# How long does Gulp last?



## Woodrow

I was just going through my tackle box and found a bag of Gulp Swimming Mullet and Shrimp that I used a year ago. They are still moist. Do you think thet are still any good?


----------



## fbiprez

My question is, does any of that Gulp stuff work? I have never tried it figured it was a waste of money and I can get frozen cheaper or cut bait for free......:fishing:

Joe


----------



## fyremanjef

I dont know about gulp,, but my BWFB from last year UNOPENED are dried out and unusable. As long as it stays moist and sealed they should last for a while. Once out of the package they dry up pretty quickly


----------



## justinfisch01

As long as they are still moist and there is at least a little juice left in there they are still good. The problem comes when there dried out. Trust me Gulp works..especially for Fluke/flounder, redfish, and trout. Gulp def. has its place and will catch fish. There has been many times when thats all the fish seem that they want. It all depends on what you are looking to catch. There is a few guys that SWEAR by it for fluke fishing! Guys that fish the Redfish Cup use the shrimp and swimming mullet and thats pretty much all they fish. It def. has its advantages over cut bait. Less mess, always available, travels well. What are you fishing for?


----------



## RuddeDogg

Woodrow-As long as it is sealed it should last a while. What I did, and yes it's a little more coin is get the Gulp Alive with the "juice", you can store it in the container and it doesn't matter what type it is. A buddy of mine had some that was starting to dry out and he let it soak in the juice and it was good to go. 

fbiprez-Yes it works. It's great for the flatties.


----------



## emjay

RD,
How long is it effective in the water? How often should i re-bait when using the Gulp Live products? 
Thanks!


----------



## HStew

They made me believe fish could be caught on it, then I convinced the fish they could be caught on it !!!

Requirements
1. Decide whether each statement agrees with the Gulp bait discussion, answering yes or no and quoting the words of the text that settle it: (a) Woodrow's year-old bags of Gulp were still moist. (b) The unopened BWFB that fyremanjef kept from last year were still usable. (c) RuddeDogg's buddy got drying Gulp back into shape by soaking it in the juice.
2. Please write the next few sentences of the Gulp bait discussion, picking up right after its final line.
The records were taken from a separate source.

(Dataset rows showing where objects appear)

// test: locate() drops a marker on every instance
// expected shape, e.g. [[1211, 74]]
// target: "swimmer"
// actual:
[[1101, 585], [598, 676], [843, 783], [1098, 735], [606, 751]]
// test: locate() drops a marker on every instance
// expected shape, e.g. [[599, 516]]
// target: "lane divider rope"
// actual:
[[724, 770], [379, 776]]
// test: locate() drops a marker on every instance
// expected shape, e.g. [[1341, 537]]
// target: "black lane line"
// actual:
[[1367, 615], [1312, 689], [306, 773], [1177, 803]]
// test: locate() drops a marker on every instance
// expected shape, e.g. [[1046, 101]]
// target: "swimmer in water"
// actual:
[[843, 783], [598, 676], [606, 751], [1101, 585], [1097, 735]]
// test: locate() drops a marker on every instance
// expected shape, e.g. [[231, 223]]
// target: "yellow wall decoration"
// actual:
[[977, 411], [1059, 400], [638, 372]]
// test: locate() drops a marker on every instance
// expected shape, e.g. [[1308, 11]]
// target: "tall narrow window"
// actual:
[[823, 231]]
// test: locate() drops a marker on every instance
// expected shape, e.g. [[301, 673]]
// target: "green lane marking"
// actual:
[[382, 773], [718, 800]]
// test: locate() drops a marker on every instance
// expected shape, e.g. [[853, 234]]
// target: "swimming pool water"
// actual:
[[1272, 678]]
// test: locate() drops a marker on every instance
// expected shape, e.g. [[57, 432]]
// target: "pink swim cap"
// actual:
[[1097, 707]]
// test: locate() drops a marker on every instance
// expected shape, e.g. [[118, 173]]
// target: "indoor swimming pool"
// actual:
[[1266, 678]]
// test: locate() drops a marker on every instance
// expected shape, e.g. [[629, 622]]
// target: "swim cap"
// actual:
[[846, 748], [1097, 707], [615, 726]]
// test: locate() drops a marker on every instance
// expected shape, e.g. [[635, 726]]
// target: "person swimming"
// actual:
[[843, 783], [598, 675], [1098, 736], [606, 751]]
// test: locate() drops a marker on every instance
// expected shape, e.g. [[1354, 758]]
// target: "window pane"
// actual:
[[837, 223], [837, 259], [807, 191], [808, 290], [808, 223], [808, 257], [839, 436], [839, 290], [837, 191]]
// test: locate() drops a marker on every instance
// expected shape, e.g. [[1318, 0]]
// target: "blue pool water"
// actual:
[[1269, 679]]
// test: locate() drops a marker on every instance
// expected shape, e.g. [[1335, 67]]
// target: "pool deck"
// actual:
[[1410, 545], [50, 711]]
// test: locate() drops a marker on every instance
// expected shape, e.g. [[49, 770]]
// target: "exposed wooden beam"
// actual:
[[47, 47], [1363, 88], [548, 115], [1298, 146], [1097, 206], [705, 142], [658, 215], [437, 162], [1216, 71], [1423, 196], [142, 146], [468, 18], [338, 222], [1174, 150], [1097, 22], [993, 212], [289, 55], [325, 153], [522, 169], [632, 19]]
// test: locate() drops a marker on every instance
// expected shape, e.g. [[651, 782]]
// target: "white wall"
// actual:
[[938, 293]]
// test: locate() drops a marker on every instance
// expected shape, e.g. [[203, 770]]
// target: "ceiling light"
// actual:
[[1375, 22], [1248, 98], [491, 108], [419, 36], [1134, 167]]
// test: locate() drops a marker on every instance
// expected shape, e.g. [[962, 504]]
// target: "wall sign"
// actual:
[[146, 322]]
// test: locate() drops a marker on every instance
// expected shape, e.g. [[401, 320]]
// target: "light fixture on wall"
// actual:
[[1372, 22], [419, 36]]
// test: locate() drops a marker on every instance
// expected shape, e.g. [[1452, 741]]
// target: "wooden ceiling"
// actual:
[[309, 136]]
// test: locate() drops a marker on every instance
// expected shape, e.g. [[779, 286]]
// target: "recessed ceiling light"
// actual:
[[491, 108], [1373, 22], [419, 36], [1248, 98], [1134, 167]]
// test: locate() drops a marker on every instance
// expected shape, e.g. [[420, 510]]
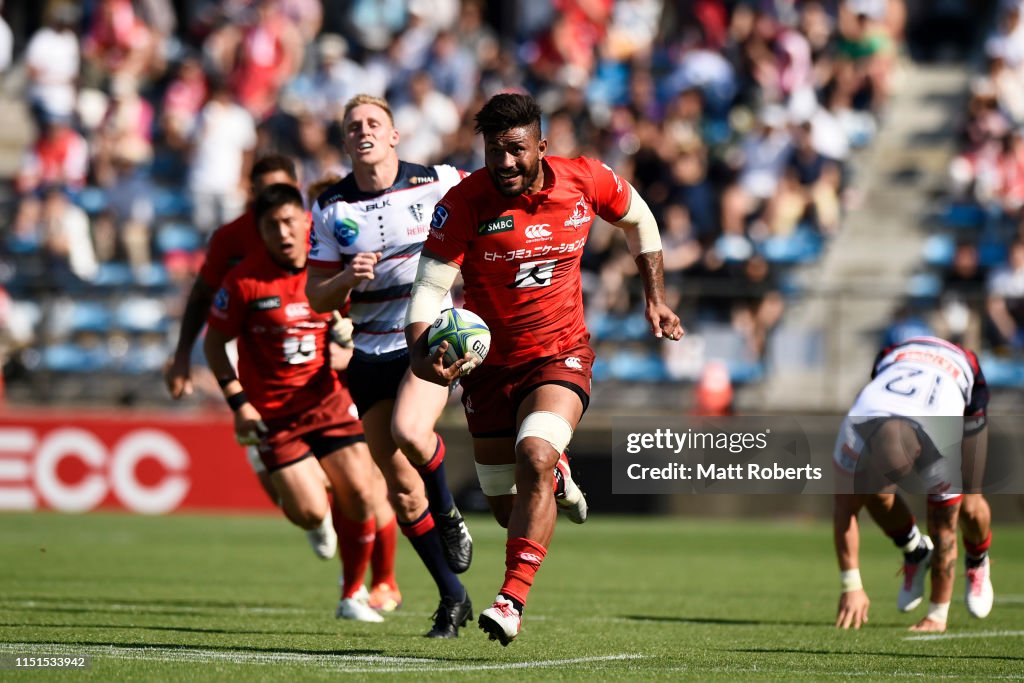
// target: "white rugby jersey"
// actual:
[[925, 376], [393, 221]]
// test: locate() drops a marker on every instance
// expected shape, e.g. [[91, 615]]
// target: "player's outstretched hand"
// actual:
[[249, 426], [929, 626], [431, 368], [664, 323], [361, 266], [177, 377], [852, 609]]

Answer list
1.
(a) Yes: "They are still moist."
(b) No: "my BWFB from last year UNOPENED are dried out and unusable."
(c) Yes: "he let it soak in the juice and it was good to go."

2.
----------



## MetroMan

I was close to picking up some from sports authority. Maybe I will next time. (and put it in a snap-tol container to avoid the leaking issues I've read about)


----------



## basstardo

I have Gulp that's three plus years old. I keep it in an old peanut butter jar filled with the juice, but I also have a couple of the old containers filled with the juice, and one filled with water. As long as they stay moist, they're fine. They won't go bad or anything.

As for the fishbites, you can still use them if they're dried out or not. As soon as they get wet they're fine again.


----------



## RuddeDogg

emjay said:


> RD,
> How long is it effective in the water? How often should i re-bait when using the Gulp Live products?
> Thanks!


If you got a good bite goin, just fish in general you can go through a bag or two. If the bite is slow you can a while. I know guys that say they have gone just about all day but I don't know. I started usin Gulp on a regular basis last year and had success with the shrimp. I went through two bags on a slow steady bite but that was just me.


----------



## NaplesFLfishin

gulp alive works really good but as long as you stay away from berkley powerbait it sux compared to berkely gulp. seems the gulp peeler crab work for reds too.


----------



## fbiprez

I will buy some at the bait store when I get there Saturday if they sell it there. I don't recall seeing it last year, too late to order from Cabellas.

Thanks

Joe


----------



## jhmorgan

emjay said:


> RD,
> How long is it effective in the water? How often should i re-bait when using the Gulp Live products?
> Thanks!


I normally use the same shrimp/mullet to the point that it is pretty much falling off the hook. As long as you match it to the proper size jig head, you should be ok. Now, some fish simply bite tails off, but keep using it if it is working. Gone whole days (10+ fish) catchin reds and trout without replacing the Gulp.

Too often I have seen people put too small of Gulps on too large jigheads or opposite, and then watch as the Gulp gets ripped off the hook/ripped in half/ripped beyond repair after one bite.


----------



## SmoothLures

If you get tails bit off of the swimming mullet, try putting it on a bucktail instead of just a jighead. Works for me.


----------



## basstardo

SmoothLures said:


> If you get tails bit off of the swimming mullet, try putting it on a bucktail instead of just a jighead. Works for me.


You can also use a strip of squid to replace the tail. Works pretty well.


----------



## fbiprez

Can you use any of the Gulp baits still fishing from the beach ?

Thanks
Joe


----------



## SnookMook

As long as Gulps are still moist you can use them and yes they catch fish. Here's two examples:



















That would be two fine eating fish right there thanks to Berkley Gulps.


----------



## ketch69

My gulp baits usually don't last very long, the fish eat them up fast.


----------



## SmoothLures

Great drum pic there snook.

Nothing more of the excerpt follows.